***** Bloc de texte
Et d’ajouter que : « Dans la catégorie des habitués, je citerai les adeptes à la bouteille ou ceux qui sont absents ou paresseux. Mais encore une fois, c’est plus fréquent chez les travailleurs manuels qui ne semblent pas conscients des incidences sur leur carrière ou sur leur entreprise. Cette même habitude peut les conduire à s’absenter plus souvent en semaine ».
Poursuivant, le président du MTUC a indiqué que de nombreux secteurs d’activités dépendent de la présence continue des travailleurs toute au long de la semaine. « Toute absence, soit un lundi, soit un jour de semaine, entraînera un « manque-à-gagner » pour l’employeur ou l’entreprise. Certains secteurs comme la construction, l’industrie manufacturière, les hôtels, la boulangerie, les hôpitaux, les cliniques privées, la police, les services d’incendie, le port et l’aéroport, peuvent être grandement touchés par ces absences régulières » , estime-t-il.
Le président du MTUC a, par ailleurs laissé entendre que ‘ nous devons aider attirer la main-d’œuvre étrangère et encourager les travailleurs à contribuer à l’économie mauricienne, surtout au moment où notre pays se remet encore de 2 années de confinement, en raison de la COVID-19’’.
Pradeep Dursun, Chief Operating Officer du Business Mauritius :
« Le développement d’un mécanisme est nécessaire pour faire face au taux d’absentéisme des travailleurs »
Le Chief Operating Officer du Business Mauritius, Pradeep Dursun, affirme que le taux d’absentéisme les lundis est normalement plus élevé par rapport à d’autres jours de la semaine. ‘’Pour moi, cette absence est attribuée à diverses raisons. Souvent on qualifie les lundis comme ‘lundi coordonnier’’’,estime-t-il.
Le représentant des employeurs a laissé entendre que ces congés sont planifiés à l’avance. « De nombreux employés étendent souvent leurs week-ends en faisant une demande de congé les vendredis et les lundis, soient pour des activités familiales ou obligations personnelles’ », a-t-il dit.
D’autre part, a ajouté Pradeep Dursun beaucoup d’entreprises ont développé un mécanisme eu égard au taux d’absentéisme au sein des entreprises et industries. « Ces derniers ont introduit le ‘flexi -work practices’ tel le télé travail, le travail à mi-temps et d’autres ‘flexible times’, qui ont permis à inverser cette tendance d’absentéisme prononcé les lundis ».
Le Chief Operating Officer de Business Mauritius a ainsi déclaré que les industries et entreprises prennent toutes les précautions nécessaires pour mieux gérer le flux du travail et leurs opérations afin de faire face à la situation.
L’industriel François de Grivel :
« Depuis plusieurs années, les compagnies cherchent à s’assurer de l’engagement professionnel de leur personnel de base »
L’industriel, François de Grivel a, d’abord fait ressortir qu’actuellement, l’île Maurice connaît une relance après les 2 difficiles années de Covid en 2020 et 2021.
Dans ce contexte, il a soutenu que cette relance s’accompagne par une demande de main-d’œuvre. « Cette main d’œuvre, pas toujours disponible à Maurice, vient de plus en plus de Madagascar, du Bangladesh et de l’Inde », a-t-il précisé.
Dans le même souffle, François de Grivel a souligné que les entreprises ne souffrent pas de l’absence de la main-d’œuvre étrangère, mais malheureusement les Mauriciens ont la fâcheuse tendance à s’absenter plus souvent les lundis. Cela pénalise sensiblement l’activité des entreprises.
Par ailleurs, l’industriel a fait comprendre que depuis plusieurs années, les responsables des compagnies cherchent à s’assurer de l’engagement professionnel de leur personnel de base. « Ceci est très important car il s’agit de leur conscience professionnelle et bien entendu de leur productivité au travail et de la volonté de chacun à participer à l’effort national » , a-t-il dit.
**********
» **Consigne de travail 1**:
Répondez à ces questions sur le texte consacré à l'absentéisme :
(a) Selon Pradeep Dursun, quel jour de la semaine le taux d'absentéisme est-il normalement plus élevé ?
(b) Quel poste Pradeep Dursun occupe-t-il ?
(c) Selon François de Grivel, quelles années ont été les deux années difficiles de Covid ?
» **Consigne de travail 2**: D'après François de Grivel, la main-d'œuvre étrangère vient de plus en plus de certains pays. Relevez tous ces pays dans le texte sur l'absentéisme.
***** Documents présentés
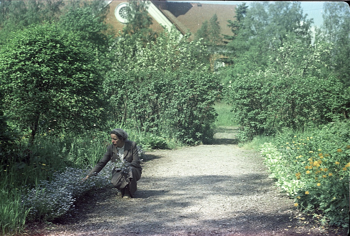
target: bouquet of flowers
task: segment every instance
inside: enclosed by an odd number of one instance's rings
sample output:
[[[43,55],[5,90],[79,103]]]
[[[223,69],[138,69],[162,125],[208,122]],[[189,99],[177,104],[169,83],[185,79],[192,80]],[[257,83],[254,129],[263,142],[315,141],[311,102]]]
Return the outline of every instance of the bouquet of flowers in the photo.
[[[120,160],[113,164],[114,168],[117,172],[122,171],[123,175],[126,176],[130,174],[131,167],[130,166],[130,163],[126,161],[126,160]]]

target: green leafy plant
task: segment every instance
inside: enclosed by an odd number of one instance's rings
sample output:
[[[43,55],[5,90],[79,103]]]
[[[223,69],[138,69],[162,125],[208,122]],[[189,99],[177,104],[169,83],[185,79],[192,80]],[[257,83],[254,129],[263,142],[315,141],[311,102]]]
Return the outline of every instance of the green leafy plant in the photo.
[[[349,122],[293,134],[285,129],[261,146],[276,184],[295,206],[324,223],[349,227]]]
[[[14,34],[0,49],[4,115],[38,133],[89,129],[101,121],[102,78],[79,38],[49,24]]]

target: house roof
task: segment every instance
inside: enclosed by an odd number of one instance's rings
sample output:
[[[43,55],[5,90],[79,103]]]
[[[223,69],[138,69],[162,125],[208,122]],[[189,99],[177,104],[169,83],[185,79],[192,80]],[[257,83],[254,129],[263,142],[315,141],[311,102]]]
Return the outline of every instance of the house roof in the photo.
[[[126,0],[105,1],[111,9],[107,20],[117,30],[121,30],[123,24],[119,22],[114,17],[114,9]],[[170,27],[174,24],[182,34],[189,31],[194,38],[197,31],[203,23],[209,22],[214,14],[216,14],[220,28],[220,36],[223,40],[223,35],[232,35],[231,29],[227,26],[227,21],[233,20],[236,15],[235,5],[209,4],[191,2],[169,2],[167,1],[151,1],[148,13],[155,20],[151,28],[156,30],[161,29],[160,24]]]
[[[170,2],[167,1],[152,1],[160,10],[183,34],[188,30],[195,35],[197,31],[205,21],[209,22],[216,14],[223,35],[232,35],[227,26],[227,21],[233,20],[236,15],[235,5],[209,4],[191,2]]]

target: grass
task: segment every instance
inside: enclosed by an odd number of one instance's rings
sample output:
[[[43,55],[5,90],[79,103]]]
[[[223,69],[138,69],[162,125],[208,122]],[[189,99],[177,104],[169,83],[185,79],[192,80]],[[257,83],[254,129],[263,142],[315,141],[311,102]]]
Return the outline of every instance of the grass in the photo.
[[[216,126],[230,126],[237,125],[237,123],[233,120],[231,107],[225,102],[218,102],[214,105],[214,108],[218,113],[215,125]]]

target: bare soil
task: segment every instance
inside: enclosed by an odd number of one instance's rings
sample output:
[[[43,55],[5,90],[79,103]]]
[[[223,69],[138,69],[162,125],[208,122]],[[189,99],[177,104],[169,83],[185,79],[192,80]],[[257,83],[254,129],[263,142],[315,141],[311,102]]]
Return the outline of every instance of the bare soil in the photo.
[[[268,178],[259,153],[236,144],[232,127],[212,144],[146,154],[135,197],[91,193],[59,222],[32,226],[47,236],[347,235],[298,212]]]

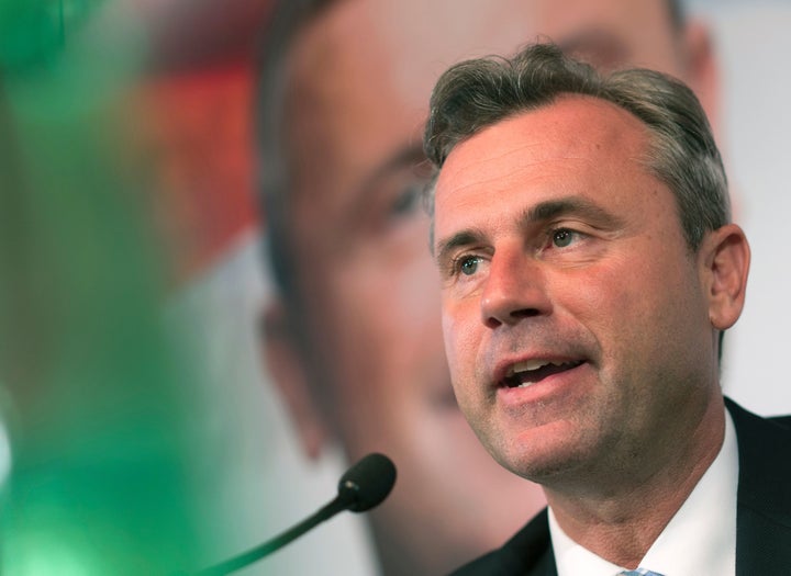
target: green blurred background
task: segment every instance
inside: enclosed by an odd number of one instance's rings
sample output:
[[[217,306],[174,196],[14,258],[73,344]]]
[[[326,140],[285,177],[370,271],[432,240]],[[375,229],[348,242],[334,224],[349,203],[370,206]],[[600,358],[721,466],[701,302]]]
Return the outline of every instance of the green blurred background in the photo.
**********
» **Corrigé 1**:
(a) Le lundi.
(b) Il est Chief Operating Officer du Business Mauritius.
(c) 2020 et 2021.

» **Corrigé 2**: Madagascar, le Bangladesh et l'Inde.